> _ПОСТАВЛЕННАЯ ЗАДАЧА 1_
Ответьте по отрывку на три вопроса:
(а) Какой социальный институт назван первым институтом воспитания личности?
(б) Кто усыновляет похищенного ребенка в притче?
(в) Как называется статья, в которой Л. Н. Толстой приводит эту притчу?

> _ДАННЫЙ ОТРЫВОК_
Первый социальный институт воспитания личности-семья. Неслучайно великий педагог Л.Н. Толстой особое место в своем писательском творчестве уделяет сложнейшим перепетиям и проблемам семейной жизни. В статье « Первая ступень» Л. Н. Толстой приводит поучительную притчу, иллюстрируя свои гуманистические воззрения на ценности и цели воспитания: «Мне давно хотелось написать такую сказку: женщина, оскорбленная другой, желая отметить ей, похищает ребенка своего врага, идет к колдуну, прося его научить, чем она злее всего может отметить своему врагу на единственном похищенном детище. Колдун научает похитительницу отнести ребенка в место, которое он указывает, и утверждает, что месть будет самая ужасная. Злая женщина делает это, но следит за ребенком и к удивлению своему видит, что ребенок взят и усыновлен бездетным богачом. Она идет к колдуну и упрекает его, но колдун велят ждать. Ребенок растет в роскоши и изнеженности. Злая женщина в недоумении, но колдун велит ждать. И действительно наступает время, когда злая женщина удовлетворена и даже жалеет свою жертву. Ребенок вырастает в изнеженности и распущенности и, благодаря своему доброму характеру, разоряется. И тут начинается ряд физических страданий, нищеты и унижений, к которым он особенно чувствителен и с которыми не умеет бороться. Стремление к нравственной жизни -- и бессилие изнеженной, приученной к роскоши и праздности плоти. Тщетная борьба, падение всё ниже и ниже, пьянство, чтоб забыться, и преступление, или сумасшествие, или самоубийство. В самом деле, нельзя без ужаса видеть воспитание некоторых детей в нашем мире. Только злейший враг мог бы так старательно прививать ребенку те слабости и пороки, которые прививаются ему родителями, в особенности матерями. Ужас берет, глядя на это и еще более на последствия этого, если уметь сидеть то, что делается в душах лучших из этих старательно самими родителями погубляемых детей.» [ 7] Как часто современные родители видят свой целью воспитания ребенка создание комфорта, обеспечение его всеми благами, исполнение любых его прихотей и желаний, подчас это превращается в гиперопеку, в этой связи притча Л.Н. Толстого как нельзя более актуальна.

> _ПОСТАВЛЕННАЯ ЗАДАЧА 2_
Пожалуйста, переименуйте «hiking boot» в «rubber boot» в строках списка от его начала до строки с «[948,271,990,302]» включительно. Выведите только эти строки, ничего больше в них не меняя.

(Записи из коллекции)

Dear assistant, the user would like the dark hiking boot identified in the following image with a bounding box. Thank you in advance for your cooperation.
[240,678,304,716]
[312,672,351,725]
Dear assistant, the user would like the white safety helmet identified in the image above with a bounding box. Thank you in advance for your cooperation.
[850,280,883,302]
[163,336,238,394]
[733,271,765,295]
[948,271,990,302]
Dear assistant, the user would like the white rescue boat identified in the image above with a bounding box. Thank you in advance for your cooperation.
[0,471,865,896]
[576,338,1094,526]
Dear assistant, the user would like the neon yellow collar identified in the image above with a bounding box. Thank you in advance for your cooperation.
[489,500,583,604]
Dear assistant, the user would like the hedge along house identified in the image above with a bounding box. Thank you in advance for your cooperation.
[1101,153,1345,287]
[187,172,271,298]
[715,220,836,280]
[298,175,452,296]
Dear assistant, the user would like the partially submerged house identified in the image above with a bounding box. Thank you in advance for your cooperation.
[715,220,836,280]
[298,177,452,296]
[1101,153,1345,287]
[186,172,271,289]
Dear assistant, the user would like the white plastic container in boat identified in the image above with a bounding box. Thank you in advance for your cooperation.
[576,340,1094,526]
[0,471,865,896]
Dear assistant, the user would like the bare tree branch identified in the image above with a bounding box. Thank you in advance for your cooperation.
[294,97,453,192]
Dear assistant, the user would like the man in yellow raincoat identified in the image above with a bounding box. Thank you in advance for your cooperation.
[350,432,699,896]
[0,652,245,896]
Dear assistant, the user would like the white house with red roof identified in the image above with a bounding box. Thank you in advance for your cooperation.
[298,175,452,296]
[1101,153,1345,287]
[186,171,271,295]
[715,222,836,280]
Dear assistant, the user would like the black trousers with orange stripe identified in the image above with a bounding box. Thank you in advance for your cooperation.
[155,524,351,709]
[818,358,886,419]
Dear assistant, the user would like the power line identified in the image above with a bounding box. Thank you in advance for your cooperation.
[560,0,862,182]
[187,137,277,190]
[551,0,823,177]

> _ПРАВИЛЬНЫЙ ОТВЕТ 1_
(а) Семья.
(б) Бездетный богач.
(в) «Первая ступень».

> _ПРАВИЛЬНЫЙ ОТВЕТ 2_
Dear assistant, the user would like the dark rubber boot identified in the following image with a bounding box. Thank you in advance for your cooperation.
[240,678,304,716]
[312,672,351,725]
Dear assistant, the user would like the white safety helmet identified in the image above with a bounding box. Thank you in advance for your cooperation.
[850,280,883,302]
[163,336,238,394]
[733,271,765,295]
[948,271,990,302]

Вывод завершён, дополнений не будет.